#### [Material for the task]
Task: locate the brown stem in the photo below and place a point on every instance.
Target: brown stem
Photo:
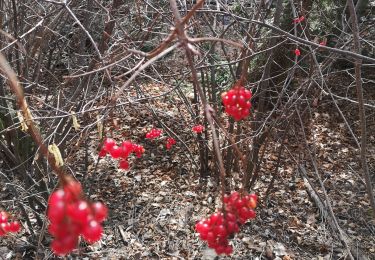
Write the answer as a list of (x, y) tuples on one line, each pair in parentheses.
[(362, 116), (32, 129)]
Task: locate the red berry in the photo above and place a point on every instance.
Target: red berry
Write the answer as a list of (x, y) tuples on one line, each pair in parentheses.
[(115, 152), (126, 149), (198, 128), (79, 211), (124, 164), (220, 231), (102, 153), (14, 226), (73, 190), (202, 227), (56, 211), (3, 217), (108, 144)]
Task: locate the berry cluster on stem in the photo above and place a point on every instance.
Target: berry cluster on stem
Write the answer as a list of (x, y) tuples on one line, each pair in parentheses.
[(237, 102), (238, 208), (198, 129), (7, 226), (71, 216), (170, 142), (154, 133), (121, 151)]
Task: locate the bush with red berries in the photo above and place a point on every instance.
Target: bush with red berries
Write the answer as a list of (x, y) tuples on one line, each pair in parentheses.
[(237, 102), (71, 216), (7, 226), (121, 151), (170, 142), (198, 129), (237, 209), (154, 133)]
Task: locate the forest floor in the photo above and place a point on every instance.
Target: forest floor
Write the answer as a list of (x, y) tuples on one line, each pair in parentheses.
[(154, 206)]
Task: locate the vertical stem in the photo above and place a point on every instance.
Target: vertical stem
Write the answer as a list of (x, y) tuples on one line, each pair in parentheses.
[(362, 116)]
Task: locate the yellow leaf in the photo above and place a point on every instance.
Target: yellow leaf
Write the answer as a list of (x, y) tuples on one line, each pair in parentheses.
[(52, 148), (24, 126), (76, 125)]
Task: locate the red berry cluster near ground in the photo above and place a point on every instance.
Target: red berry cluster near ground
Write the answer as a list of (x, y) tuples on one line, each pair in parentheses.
[(5, 226), (121, 151), (71, 216), (219, 226), (198, 128), (237, 102), (154, 133), (170, 142)]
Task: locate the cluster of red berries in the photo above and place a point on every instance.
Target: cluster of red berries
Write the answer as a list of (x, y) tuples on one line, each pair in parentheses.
[(219, 226), (298, 19), (72, 216), (170, 142), (237, 102), (121, 151), (198, 128), (154, 133), (5, 226)]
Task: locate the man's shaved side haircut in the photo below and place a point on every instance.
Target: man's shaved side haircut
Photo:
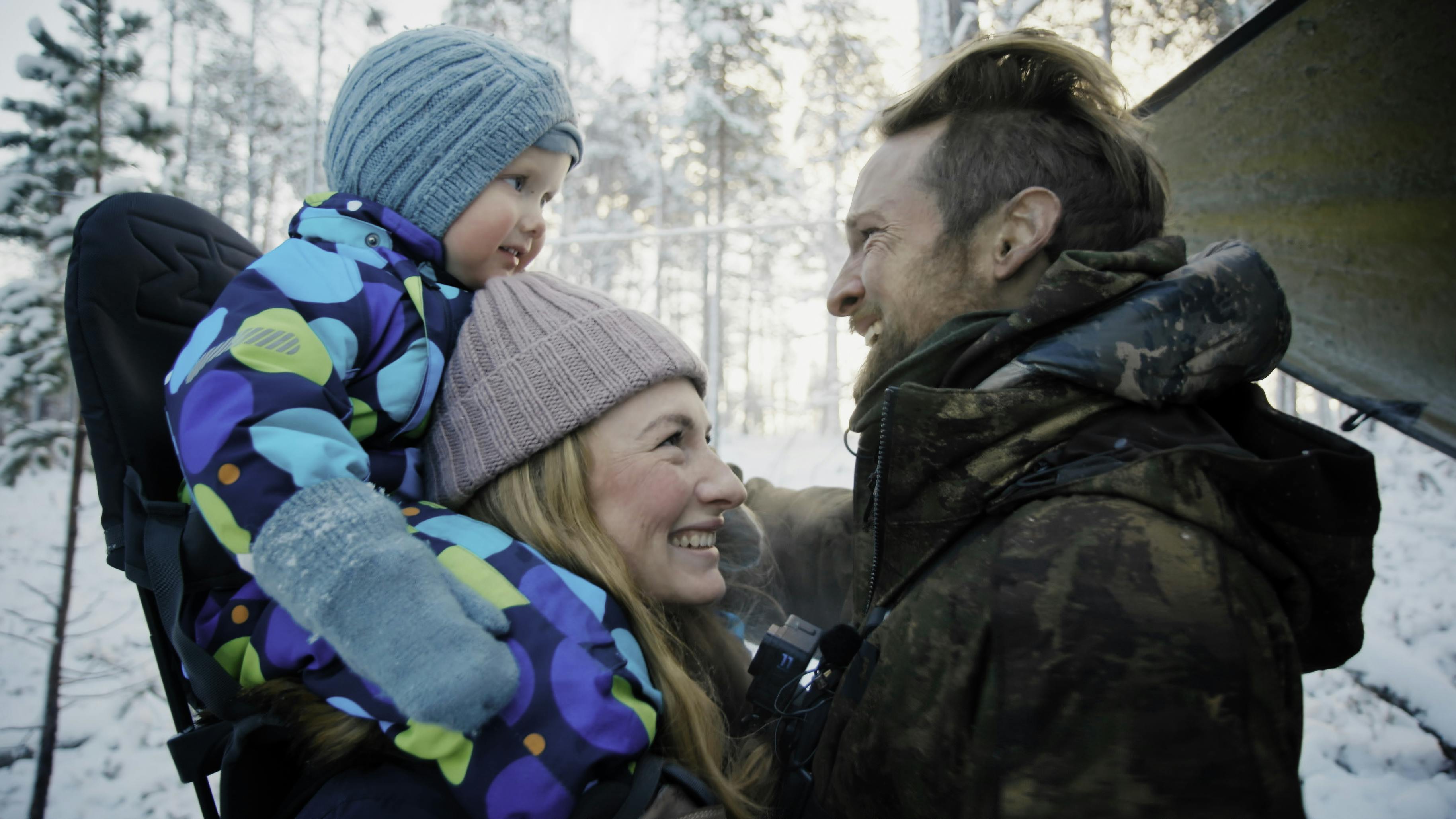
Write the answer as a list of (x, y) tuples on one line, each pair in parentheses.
[(1033, 109)]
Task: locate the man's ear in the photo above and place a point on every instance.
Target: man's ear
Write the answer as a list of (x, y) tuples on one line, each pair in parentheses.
[(1027, 223)]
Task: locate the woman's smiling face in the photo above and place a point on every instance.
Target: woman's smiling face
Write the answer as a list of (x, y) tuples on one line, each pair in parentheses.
[(660, 491)]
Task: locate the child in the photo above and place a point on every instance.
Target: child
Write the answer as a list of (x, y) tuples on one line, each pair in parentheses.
[(321, 363)]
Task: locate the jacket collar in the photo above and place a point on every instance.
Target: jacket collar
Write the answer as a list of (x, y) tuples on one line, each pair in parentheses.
[(345, 219), (951, 440)]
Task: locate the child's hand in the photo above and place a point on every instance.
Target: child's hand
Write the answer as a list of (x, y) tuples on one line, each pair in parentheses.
[(338, 559)]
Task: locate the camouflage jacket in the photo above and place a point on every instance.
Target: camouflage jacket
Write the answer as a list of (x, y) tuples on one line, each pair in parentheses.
[(1107, 559)]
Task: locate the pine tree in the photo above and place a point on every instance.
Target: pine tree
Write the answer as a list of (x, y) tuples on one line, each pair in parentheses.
[(81, 131), (72, 144)]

#### [About this exercise]
Please return each line of the listing above that contains "face".

#### [Solution for this task]
Task: locate the woman's smiling face in the photo above and place a point on every instance.
Target: woman's smiling face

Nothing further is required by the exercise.